_SELECTED TEXT_
See the Restrictions section regarding partial erase. In addition, there is an alternative method for accomplishing partial erase. The combination of partial erase and incremental updates is expensive in terms of memory consumption, since HOOPS has to remember the drawing context for geometry that might be partially erased. An alternative method for partial erase is to use Control_Update() in conjunction with setting geometry to the color of the window. This alternative uses less memory but requires more programming effort.
[no] polygon crossings [= on | off]
"No polygon crossings" guarantees that for any single polygon, no two edges actually cross each other. This may speed up Insert_Polygon() and polygon filling. The default is no polygon crossing.
[no] polygon handedness [= left | right]
In order to do a backplane cull (see above), there must be some definition of a polygon's "front" and "back" (or equivalently "inside face" and "outside face"). This orientation is determined by the order in which the polygon's vertices were originally defined, and the polygon handedness setting (and not the coordinate system handedness - see below). If you wrap the fingers of the chosen hand along the vertices of the polygon, with your wrist at the first vertex specified and your fingertips at the last, then extend your thumb perpendicular to your fingers, by definition, your thumb is extending out of the front face of the polygon. When polygon handedness is set, the HOOPS renderer enters an optimized lighting mode, so-called "single-sided lighting" mode. The default is "no polygon handedness", i.e., no opinion.
Note: Polygon handedness does not take into account the coordinate system handedness and instead assumes that the coordinate system is left handed. The benefit of this is that developers can change the coordinate system handedness without having to also change the polygon handedness; though it also means that in a right handed system you will need to set a polygon handedness that is opposite to what it actually is.
[no] quick moves [= on | spriting | off]
The quick moves heuristic tells the system that changes and screen updates are going to come quickly for a particular segment. Specifically, the heuristic says that it's going to be worthwhile to do extra labor to allow moves or deletions to be updated to the screen without the usual repaint on the segment's containing window.
on
This option causes geometry in the current segment to be drawn on top of all the other geometry within the scene. For this, HOOPS can use either an exclusive-or (xor) or overlay algorithm. The algorithm may be set using the quick moves preference option for Set_Driver_Options().
spriting
This option allows 3D objects embedded in the scene to be drawn and redrawn quickly, and employs the HOOPS spriting algorithm instead of "exclusive-or" or "overlay" methods. Instead of continuously redrawing the entire scene, a transform with "quick moves = spriting" requires only 2 complete redraws: one at the beginning to update the scene minus the selected geometry, and one at the end after the selected geometry has been transformed. During the transform, only the geometry affected by the transformation is redrawn. Spriting should be used for all operations on geometry such as translation, rotation, scaling, and editing...especially in complex scenes. NOTE: the quickmove preference driver option has no effect on rendering when "quick moves = spriting". If spriting cannot be achieved, full updates will be performed instead.

_DATA PROVIDED_
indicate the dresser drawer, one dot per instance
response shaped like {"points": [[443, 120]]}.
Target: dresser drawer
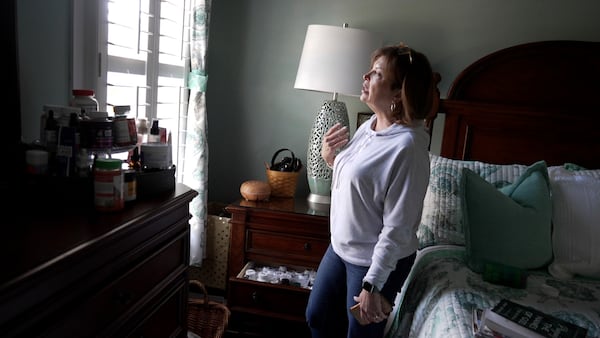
{"points": [[128, 291], [299, 249]]}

_TASK BRIEF_
Continue the HOOPS rendering-options text, starting right after its final sentence on falling back to full updates.

_RESPONSE TO THIS EXERCISE_
Quick moves are only of use for display drivers such as OpenGL, Direct3D, X11 or MSW.
Quick-move mode should be used judiciously. If used too much, it might become "slow move" mode, since all quick-move geometry is redrawn on every update.
The default is "no quick moves".
[no] related selection limit = (ddd)
Given a single mouse click, it takes significant work for the system to sort through and store all the geometry in a scene in its proximity order to the mouse. This happens even if Find_Related_Selection() is never called to look at the results. "Related selection limit" tells the system that no more than the number of items of geometry past the first will be needed.
To eliminate related selections, use "related selection limit = 0". "No related selection limit" is equivalent to "no limit". The limit should be consistent throughout each screen window.
The default is "related selection limit = 5".
selection level = (entity | geometry | segment | segment tree)
Allows the user to designate, on a per-segment basis, what will be returned when a particular item in or below that segment is hit by a selection event. This can simplify the amount of work a developer needs to do in processing selections, while also resulting in a possibly significant improvement in the selection performance. Each option has the following meaning:
[no] selection sorting [= on | off]
Forces HOOPS to jump any z-sorting of selected geometry. This heuristic can improve selection performance with wireframe/2d scenes. Default is "selection sorting = on".
[no] static model [= on | off]
Setting this heuristic tells HOOPS that the current segment tree will remain unchanged. This allows HOOPS to create a compiled "draw tree" for the scene which should result in better rendering performance. It is important to note that the compiled tree will need to be regenerated if a change occurs within the segment tree. The only segment tree modifications that will not result in a regeneration are a segment/geometry deletion or a geometry edit via a call to any of the Edit_* HOOPS/3dGS functions.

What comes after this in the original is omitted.